• **Directions for this task**
Reproduce the following records exactly from the line containing "railing. Keep to one point per instance." onward, ending with the last line and including it.

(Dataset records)

╭──

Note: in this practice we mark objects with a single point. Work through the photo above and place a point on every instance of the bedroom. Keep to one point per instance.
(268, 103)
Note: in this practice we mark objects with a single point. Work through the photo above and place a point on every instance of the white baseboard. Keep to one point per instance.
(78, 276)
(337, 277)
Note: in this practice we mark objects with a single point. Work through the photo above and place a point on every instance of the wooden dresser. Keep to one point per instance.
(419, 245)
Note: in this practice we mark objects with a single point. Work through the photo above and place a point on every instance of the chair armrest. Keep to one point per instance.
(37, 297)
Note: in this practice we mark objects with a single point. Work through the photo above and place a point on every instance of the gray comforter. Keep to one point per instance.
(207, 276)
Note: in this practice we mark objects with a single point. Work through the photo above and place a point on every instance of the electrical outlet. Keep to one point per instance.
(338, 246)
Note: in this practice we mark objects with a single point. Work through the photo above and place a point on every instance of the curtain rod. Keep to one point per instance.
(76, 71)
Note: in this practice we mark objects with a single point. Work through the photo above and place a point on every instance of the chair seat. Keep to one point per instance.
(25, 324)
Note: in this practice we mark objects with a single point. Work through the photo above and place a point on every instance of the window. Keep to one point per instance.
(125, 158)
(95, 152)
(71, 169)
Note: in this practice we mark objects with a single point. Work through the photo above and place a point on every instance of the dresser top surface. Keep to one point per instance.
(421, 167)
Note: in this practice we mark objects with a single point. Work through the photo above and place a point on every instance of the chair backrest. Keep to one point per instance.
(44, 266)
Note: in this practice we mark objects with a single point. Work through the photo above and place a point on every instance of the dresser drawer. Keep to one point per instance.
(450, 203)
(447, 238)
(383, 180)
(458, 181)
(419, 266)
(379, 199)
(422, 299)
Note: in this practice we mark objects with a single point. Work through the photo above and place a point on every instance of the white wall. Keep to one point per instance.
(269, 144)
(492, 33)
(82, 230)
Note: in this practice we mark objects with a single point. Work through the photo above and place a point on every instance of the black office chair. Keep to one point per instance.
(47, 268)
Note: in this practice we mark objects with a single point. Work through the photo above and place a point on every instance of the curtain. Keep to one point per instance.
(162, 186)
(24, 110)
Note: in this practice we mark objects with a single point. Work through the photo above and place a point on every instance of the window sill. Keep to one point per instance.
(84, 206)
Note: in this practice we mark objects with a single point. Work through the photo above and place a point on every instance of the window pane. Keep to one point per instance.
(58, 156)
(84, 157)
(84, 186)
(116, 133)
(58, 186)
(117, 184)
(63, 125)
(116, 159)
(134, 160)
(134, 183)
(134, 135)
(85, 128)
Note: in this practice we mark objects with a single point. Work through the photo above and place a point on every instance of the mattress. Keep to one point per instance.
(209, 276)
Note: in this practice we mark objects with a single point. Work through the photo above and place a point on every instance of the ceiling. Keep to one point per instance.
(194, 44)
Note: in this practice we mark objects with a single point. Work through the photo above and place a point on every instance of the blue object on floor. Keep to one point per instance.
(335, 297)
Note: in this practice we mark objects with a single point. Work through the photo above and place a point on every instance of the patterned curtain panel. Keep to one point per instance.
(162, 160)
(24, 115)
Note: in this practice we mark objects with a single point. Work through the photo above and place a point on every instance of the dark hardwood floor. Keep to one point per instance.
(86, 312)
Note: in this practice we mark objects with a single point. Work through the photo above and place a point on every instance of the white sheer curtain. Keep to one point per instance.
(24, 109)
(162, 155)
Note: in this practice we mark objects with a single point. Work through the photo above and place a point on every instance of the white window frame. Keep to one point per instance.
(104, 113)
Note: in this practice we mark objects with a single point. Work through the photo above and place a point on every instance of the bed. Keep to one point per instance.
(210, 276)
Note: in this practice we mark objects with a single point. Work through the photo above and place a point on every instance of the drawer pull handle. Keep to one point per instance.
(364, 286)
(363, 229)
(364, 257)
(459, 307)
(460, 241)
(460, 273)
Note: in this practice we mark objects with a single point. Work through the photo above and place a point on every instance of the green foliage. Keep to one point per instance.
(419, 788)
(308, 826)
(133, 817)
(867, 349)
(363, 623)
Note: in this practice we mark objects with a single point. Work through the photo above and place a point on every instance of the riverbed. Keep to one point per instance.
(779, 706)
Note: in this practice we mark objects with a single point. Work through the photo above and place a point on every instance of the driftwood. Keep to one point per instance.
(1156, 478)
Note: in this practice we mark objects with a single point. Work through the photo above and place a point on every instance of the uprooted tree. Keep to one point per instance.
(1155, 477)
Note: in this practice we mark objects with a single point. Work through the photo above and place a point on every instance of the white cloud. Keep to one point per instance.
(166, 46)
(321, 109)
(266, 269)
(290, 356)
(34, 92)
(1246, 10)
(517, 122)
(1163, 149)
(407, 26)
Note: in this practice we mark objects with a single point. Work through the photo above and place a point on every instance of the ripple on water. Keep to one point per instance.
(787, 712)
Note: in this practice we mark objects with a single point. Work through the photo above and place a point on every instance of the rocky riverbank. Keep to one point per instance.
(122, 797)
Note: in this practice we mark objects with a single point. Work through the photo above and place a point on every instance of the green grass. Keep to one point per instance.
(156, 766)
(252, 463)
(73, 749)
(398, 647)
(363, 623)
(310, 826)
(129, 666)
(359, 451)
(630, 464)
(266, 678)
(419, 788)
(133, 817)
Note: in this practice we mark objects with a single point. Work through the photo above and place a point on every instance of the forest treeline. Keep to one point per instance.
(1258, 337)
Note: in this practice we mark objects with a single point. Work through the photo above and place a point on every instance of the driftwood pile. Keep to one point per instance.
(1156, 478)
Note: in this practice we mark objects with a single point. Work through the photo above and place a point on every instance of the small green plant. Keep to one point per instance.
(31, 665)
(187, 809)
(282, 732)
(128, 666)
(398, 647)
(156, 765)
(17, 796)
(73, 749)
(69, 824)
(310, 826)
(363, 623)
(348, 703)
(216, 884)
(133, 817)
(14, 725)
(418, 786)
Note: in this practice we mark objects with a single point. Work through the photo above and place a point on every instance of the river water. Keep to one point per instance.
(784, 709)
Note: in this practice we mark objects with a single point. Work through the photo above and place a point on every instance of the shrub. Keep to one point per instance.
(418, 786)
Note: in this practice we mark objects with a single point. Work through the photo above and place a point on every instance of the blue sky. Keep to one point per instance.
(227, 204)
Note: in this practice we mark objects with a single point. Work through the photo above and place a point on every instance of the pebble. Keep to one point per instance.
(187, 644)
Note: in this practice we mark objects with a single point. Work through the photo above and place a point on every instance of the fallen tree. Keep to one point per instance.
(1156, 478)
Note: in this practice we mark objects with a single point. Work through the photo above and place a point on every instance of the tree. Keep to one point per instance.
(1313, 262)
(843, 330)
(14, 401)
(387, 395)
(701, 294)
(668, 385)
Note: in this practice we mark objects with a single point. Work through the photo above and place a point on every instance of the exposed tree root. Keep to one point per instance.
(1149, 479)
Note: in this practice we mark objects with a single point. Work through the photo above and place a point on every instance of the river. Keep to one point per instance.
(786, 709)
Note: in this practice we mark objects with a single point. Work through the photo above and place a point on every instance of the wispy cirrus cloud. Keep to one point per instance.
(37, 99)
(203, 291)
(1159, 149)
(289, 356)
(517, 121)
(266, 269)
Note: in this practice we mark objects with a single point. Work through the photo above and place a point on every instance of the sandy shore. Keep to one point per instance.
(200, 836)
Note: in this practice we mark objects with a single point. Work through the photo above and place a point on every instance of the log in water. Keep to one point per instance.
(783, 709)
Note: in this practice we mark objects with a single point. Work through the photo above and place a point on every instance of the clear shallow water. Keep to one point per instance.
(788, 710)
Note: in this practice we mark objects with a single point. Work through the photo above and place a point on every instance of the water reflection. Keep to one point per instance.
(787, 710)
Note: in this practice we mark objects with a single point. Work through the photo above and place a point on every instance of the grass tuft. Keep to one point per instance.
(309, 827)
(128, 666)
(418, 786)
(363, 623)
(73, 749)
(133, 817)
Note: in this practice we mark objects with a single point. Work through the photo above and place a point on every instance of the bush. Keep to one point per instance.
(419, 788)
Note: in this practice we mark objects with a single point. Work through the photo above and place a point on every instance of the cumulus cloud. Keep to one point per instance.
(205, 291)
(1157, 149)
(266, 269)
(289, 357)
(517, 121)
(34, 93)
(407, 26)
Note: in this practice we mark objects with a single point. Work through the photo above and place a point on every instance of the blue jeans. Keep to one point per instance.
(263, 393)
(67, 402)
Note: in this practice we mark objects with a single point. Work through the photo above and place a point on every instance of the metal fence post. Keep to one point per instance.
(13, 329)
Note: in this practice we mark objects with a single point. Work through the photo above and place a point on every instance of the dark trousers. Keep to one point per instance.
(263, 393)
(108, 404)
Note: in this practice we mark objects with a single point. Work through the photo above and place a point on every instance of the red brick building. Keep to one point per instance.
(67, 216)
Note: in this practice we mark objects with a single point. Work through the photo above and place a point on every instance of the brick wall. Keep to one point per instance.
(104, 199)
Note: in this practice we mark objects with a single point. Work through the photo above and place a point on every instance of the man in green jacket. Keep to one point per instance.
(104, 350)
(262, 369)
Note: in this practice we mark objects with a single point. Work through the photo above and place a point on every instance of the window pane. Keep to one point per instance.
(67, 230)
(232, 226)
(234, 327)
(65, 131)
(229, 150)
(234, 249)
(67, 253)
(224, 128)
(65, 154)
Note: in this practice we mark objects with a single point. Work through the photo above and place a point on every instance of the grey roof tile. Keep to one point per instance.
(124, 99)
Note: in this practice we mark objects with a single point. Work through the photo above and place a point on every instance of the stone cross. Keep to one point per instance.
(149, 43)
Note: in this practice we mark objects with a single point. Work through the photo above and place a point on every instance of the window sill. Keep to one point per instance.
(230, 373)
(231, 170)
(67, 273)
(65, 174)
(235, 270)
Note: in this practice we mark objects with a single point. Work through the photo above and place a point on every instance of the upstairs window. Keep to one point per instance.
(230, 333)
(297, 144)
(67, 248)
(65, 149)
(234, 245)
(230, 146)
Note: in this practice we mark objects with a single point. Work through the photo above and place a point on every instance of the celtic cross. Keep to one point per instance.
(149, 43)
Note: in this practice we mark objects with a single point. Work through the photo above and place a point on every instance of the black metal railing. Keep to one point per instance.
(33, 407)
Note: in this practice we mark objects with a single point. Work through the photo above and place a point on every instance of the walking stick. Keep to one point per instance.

╰──

• **Task result**
Note: in this practice we mark objects with a single point. Work through the photo above and place a point on every instance of the black metal railing. Keep to one point per instance.
(33, 407)
Note: in this practice we mark objects with a single point. Work through the photo above and place a point on every instance of the walking stick. Keep to one point per instance.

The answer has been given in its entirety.